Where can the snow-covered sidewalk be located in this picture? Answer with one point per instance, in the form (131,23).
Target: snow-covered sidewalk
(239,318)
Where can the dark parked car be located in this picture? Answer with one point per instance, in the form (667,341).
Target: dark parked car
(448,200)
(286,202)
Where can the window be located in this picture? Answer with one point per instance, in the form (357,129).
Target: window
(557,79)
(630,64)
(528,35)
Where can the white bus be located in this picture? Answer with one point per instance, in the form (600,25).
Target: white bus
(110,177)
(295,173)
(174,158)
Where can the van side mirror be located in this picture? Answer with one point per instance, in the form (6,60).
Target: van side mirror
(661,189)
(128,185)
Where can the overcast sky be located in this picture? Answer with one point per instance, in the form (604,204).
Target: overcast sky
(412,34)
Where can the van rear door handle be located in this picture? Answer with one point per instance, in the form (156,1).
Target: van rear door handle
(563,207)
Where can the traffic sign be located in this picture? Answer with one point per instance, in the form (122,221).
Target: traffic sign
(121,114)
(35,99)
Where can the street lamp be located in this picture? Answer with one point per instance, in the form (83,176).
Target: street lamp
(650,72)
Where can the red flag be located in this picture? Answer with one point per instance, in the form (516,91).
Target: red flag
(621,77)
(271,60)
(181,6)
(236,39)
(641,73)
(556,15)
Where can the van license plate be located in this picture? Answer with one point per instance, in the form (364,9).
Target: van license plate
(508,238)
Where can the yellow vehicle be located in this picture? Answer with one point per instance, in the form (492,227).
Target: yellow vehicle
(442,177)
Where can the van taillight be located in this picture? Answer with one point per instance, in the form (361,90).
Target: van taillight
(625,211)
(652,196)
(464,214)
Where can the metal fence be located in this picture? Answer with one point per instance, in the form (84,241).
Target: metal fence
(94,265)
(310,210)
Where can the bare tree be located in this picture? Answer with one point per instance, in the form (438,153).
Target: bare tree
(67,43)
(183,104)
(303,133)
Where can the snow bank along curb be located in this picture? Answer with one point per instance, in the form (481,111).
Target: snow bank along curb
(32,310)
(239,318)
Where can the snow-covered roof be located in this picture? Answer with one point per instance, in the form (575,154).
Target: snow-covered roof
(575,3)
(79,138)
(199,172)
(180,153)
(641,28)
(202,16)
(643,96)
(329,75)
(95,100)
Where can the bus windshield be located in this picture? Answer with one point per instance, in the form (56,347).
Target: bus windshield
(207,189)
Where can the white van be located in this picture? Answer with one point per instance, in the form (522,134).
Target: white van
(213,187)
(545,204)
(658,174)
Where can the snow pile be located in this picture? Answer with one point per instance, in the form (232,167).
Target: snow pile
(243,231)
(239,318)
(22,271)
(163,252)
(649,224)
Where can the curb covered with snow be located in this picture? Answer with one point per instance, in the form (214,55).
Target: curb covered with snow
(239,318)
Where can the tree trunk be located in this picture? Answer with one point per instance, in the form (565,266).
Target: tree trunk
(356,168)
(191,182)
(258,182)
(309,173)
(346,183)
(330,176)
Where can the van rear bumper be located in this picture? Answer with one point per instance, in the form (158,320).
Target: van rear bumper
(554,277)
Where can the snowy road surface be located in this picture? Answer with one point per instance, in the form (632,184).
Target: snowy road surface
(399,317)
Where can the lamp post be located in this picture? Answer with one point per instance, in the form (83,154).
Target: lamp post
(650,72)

::::

• _The exercise_
Please format the lines above as a Markdown table with the columns "Row" and "Line", one numbered row for each line. Leave out any blank lines.

• _Completed task_
| Row | Line |
|---|---|
| 1 | Where can the snow-covered sidewalk be located in this picture? Answer with one point per instance, in the form (131,23). |
| 2 | Target: snow-covered sidewalk |
| 3 | (239,318) |
| 4 | Where can the dark parked car be located in this picture? Answer with one point per instance, in the form (667,341). |
| 5 | Target: dark parked car |
| 6 | (448,200) |
| 7 | (286,202) |
| 8 | Where can the window be located in this picture? Answer with one point per instance, in the form (357,129). |
| 9 | Target: window |
| 10 | (557,79) |
| 11 | (630,64) |
| 12 | (528,35) |
| 13 | Where can the white bus be located in this picture? Answer with one point per instance, in the form (600,25). |
| 14 | Target: white bus |
| 15 | (110,177) |
| 16 | (295,173) |
| 17 | (174,158) |
| 18 | Where can the van side mirror be located in this picture? Answer with one point per instance, in the form (6,60). |
| 19 | Target: van side mirror |
| 20 | (661,189) |
| 21 | (128,185) |
| 22 | Where can the overcast sky be located in this picture? Answer with one point per instance, in the form (604,204). |
| 23 | Target: overcast sky |
| 24 | (412,34) |
| 25 | Where can the van rear door handle be located in this picture? Answer with one point per instance, in the form (156,1). |
| 26 | Target: van rear door handle |
| 27 | (563,207) |
| 28 | Where can the traffic sign be located in this picture? Answer with one point per instance, in the form (122,221). |
| 29 | Target: traffic sign |
| 30 | (121,114) |
| 31 | (35,99) |
| 32 | Where can the street lamp be located in this picture? Answer with one point per instance, in the form (83,176). |
| 33 | Target: street lamp |
| 34 | (650,72) |
| 35 | Where can the red flag be located in this picture? Answer with one point per instance, in the form (516,91). |
| 36 | Target: red flag |
| 37 | (621,77) |
| 38 | (271,60) |
| 39 | (181,6) |
| 40 | (236,39) |
| 41 | (641,73) |
| 42 | (556,15) |
| 43 | Where can the van license plate be located in this picture? Answer with one point per instance, in the form (364,9). |
| 44 | Target: van license plate |
| 45 | (508,238) |
| 46 | Where can the yellow vehicle be located in this picture? Answer with one point per instance, in the form (492,227). |
| 47 | Target: yellow vehicle |
| 48 | (442,177) |
| 49 | Where can the van taillight be located in this picture? Answer with one point per instance, in the form (361,90). |
| 50 | Target: van taillight |
| 51 | (625,211) |
| 52 | (652,196) |
| 53 | (464,214) |
| 54 | Where can the metal fence be located in this picture? Answer with one point per instance, in the form (84,241). |
| 55 | Target: metal fence |
| 56 | (94,265) |
| 57 | (310,210) |
| 58 | Where can the bare tree be located in this picture? Answer with one point per instance, in the form (438,153). |
| 59 | Target: bare tree |
| 60 | (67,43) |
| 61 | (183,104) |
| 62 | (303,133) |
| 63 | Where can the snow bank along curb be located in this picture? Answer with one point per instance, in the form (481,111). |
| 64 | Target: snow bank along curb |
| 65 | (32,310) |
| 66 | (239,318) |
| 67 | Where can the snow-covered roof be located in this picture? Answer with one point per instance, in the form (575,154). |
| 68 | Target: snow-covered roof |
| 69 | (575,3) |
| 70 | (79,138) |
| 71 | (199,172) |
| 72 | (180,153) |
| 73 | (641,28) |
| 74 | (202,16) |
| 75 | (643,96) |
| 76 | (329,75) |
| 77 | (95,100) |
| 78 | Where can the bus windshield be located in this picture? Answer with one point per instance, in the form (56,347). |
| 79 | Target: bus windshield |
| 80 | (207,189) |
| 81 | Where can the white van be located in this picture? Answer with one point per instance, in the form (522,134). |
| 82 | Target: white van |
| 83 | (213,187) |
| 84 | (545,204) |
| 85 | (658,174) |
| 86 | Where can the snow pile be located in this picture? Answer with one point per instance, in the form (232,167). |
| 87 | Target: snow pile |
| 88 | (243,231) |
| 89 | (239,318) |
| 90 | (22,271) |
| 91 | (163,252) |
| 92 | (649,224) |
| 93 | Where can the curb covered with snow be located in this picture? Answer with one point per instance, in the form (214,55). |
| 94 | Target: curb covered with snow |
| 95 | (239,318) |
| 96 | Where can the tree trunk be located in this picture? Answer with one point per instance, in the form (565,266). |
| 97 | Target: tree trunk |
| 98 | (356,168) |
| 99 | (191,182) |
| 100 | (258,182) |
| 101 | (309,173) |
| 102 | (346,183) |
| 103 | (330,176) |
| 104 | Where can the van rear bumper be located in this picture? Answer with one point per instance, in the form (158,320). |
| 105 | Target: van rear bumper |
| 106 | (554,277) |
| 107 | Where can the snowy road surface be located in this picture? Answer with one point per instance, in the form (632,184). |
| 108 | Target: snowy road surface |
| 109 | (399,317) |
| 110 | Where can the lamp post be located in this picture? Answer with one point per instance, in the form (83,154). |
| 111 | Target: lamp post |
| 112 | (650,72) |